• RECORDS SHOWN:
--- --- ---
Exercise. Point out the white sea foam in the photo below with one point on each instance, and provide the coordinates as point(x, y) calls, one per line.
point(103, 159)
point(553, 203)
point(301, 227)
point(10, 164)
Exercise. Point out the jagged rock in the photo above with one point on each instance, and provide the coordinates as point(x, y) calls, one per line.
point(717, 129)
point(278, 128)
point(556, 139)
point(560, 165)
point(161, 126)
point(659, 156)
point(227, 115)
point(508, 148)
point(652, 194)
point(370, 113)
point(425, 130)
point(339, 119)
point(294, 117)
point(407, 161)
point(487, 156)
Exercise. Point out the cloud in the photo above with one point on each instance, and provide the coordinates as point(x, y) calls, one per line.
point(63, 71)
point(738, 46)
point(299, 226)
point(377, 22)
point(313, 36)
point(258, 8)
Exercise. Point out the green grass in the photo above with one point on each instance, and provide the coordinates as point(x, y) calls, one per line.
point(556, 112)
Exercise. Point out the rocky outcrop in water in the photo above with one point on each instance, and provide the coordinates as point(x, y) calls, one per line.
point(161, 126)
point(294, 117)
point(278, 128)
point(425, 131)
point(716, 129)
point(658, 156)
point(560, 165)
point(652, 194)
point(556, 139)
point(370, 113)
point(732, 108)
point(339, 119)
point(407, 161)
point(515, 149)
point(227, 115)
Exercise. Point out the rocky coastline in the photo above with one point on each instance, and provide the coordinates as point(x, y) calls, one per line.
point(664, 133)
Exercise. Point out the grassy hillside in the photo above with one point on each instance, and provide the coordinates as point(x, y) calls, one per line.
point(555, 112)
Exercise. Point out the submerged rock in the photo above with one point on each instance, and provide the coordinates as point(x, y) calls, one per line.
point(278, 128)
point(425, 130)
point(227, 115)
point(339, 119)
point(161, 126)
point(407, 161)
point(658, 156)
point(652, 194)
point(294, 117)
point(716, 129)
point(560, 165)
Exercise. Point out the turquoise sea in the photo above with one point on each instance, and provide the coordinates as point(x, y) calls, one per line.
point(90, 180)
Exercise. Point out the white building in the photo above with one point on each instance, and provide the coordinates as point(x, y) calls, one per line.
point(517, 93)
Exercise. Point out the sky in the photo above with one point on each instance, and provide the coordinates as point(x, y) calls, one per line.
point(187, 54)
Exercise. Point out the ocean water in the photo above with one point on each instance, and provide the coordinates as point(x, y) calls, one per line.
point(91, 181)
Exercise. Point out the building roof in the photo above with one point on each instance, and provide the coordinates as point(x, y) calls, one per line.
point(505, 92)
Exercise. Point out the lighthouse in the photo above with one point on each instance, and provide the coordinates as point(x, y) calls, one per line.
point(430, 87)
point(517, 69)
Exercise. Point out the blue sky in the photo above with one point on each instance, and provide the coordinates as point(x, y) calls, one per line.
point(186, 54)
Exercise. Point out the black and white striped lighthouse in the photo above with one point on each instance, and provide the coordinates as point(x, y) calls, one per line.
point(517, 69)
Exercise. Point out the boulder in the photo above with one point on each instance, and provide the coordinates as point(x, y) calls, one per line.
--- --- ---
• OBJECTIVE: Please give the records above as a JSON list of strings, with one string for each line and any blank lines left out.

• TASK OUTPUT:
[
  "Exercise. Point out the white sea foam in the photo below with one point on each instance, and provide the coordinates as point(x, y) calls, one per line.",
  "point(103, 159)",
  "point(553, 203)",
  "point(301, 227)",
  "point(10, 164)",
  "Exercise. Point out the jagged rock in the photo above with one point on each instance, and provide the coordinates as point(x, y) calls, one per line.",
  "point(717, 129)",
  "point(278, 128)",
  "point(556, 139)",
  "point(560, 165)",
  "point(161, 126)",
  "point(659, 156)",
  "point(227, 115)",
  "point(508, 148)",
  "point(652, 194)",
  "point(370, 113)",
  "point(425, 130)",
  "point(339, 119)",
  "point(294, 117)",
  "point(407, 161)",
  "point(487, 156)",
  "Exercise. Point out the cloud in the photo above with one point on each instance, and provide the coordinates as point(x, y) calls, one per line.",
  "point(63, 71)",
  "point(738, 46)",
  "point(299, 226)",
  "point(377, 22)",
  "point(313, 36)",
  "point(258, 8)",
  "Exercise. Point out the green grass in the photo above with one point on each instance, and provide the coordinates as point(x, y) calls, one per line.",
  "point(556, 112)",
  "Exercise. Point out the rocky outcrop in water in the photo above with one point on each instance, and provide the coordinates as point(x, y) calls, one per line.",
  "point(161, 126)",
  "point(294, 117)",
  "point(278, 128)",
  "point(425, 131)",
  "point(716, 129)",
  "point(658, 156)",
  "point(560, 165)",
  "point(652, 194)",
  "point(556, 139)",
  "point(370, 113)",
  "point(732, 108)",
  "point(339, 119)",
  "point(407, 161)",
  "point(515, 149)",
  "point(227, 115)",
  "Exercise. Point out the rocky coastline in the photo above with one point on each instance, and provide the coordinates as point(x, y) calls, one per line.",
  "point(664, 133)",
  "Exercise. Point out the grassy hillside in the photo above with one point on each instance, and provide the coordinates as point(x, y) calls, one per line.",
  "point(555, 112)",
  "Exercise. Point out the submerged rock in the photo above with one point on each instance, and provide the coordinates as point(x, y) calls, one per line.",
  "point(278, 128)",
  "point(425, 130)",
  "point(227, 115)",
  "point(339, 119)",
  "point(161, 126)",
  "point(407, 161)",
  "point(658, 156)",
  "point(652, 194)",
  "point(294, 117)",
  "point(716, 129)",
  "point(560, 165)",
  "Exercise. Point out the turquoise sea in the photo above with one point on each instance, and provide the coordinates as point(x, y) calls, one per line.",
  "point(90, 180)",
  "Exercise. Point out the white building in the photo above with one point on each instance, and provide the coordinates as point(x, y) calls, one per line.",
  "point(517, 93)",
  "Exercise. Point out the sky in the photo above with one point on each instance, and provide the coordinates as point(x, y) calls, one per line.",
  "point(187, 54)",
  "Exercise. Point out the ocean water in the photo above with one point on each instance, and provide the coordinates as point(x, y) calls, one per line.",
  "point(91, 181)",
  "Exercise. Point out the building roof in the photo above with one point on each instance, and provide the coordinates as point(x, y) calls, one per line.",
  "point(505, 92)",
  "Exercise. Point out the lighthouse in the photo above with one point on each instance, and provide the coordinates as point(x, y) calls, one per line.",
  "point(430, 87)",
  "point(517, 69)",
  "Exercise. Point out the blue sky in the photo above with one point on each instance, and provide the coordinates as point(x, y) calls, one per line.",
  "point(186, 54)",
  "Exercise. Point out the black and white striped lighthouse in the photo above with one point on each instance, and provide the coordinates as point(x, y) calls, one per line.",
  "point(517, 69)",
  "Exercise. Point out the boulder in the photo above with one point on each instance, and provide the coordinates as point(x, y) calls, one per line."
]